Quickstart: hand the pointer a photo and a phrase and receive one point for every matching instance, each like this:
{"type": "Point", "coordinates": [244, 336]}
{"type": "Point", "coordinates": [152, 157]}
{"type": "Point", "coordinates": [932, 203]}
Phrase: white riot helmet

----

**Aim of the exercise:**
Once more, write out the records above, exactly as they stand.

**Exercise response:**
Quickstart: hand the pointer a photo and a phrase and receive one point for every matching instance, each like this:
{"type": "Point", "coordinates": [244, 336]}
{"type": "Point", "coordinates": [152, 157]}
{"type": "Point", "coordinates": [932, 203]}
Phrase: white riot helmet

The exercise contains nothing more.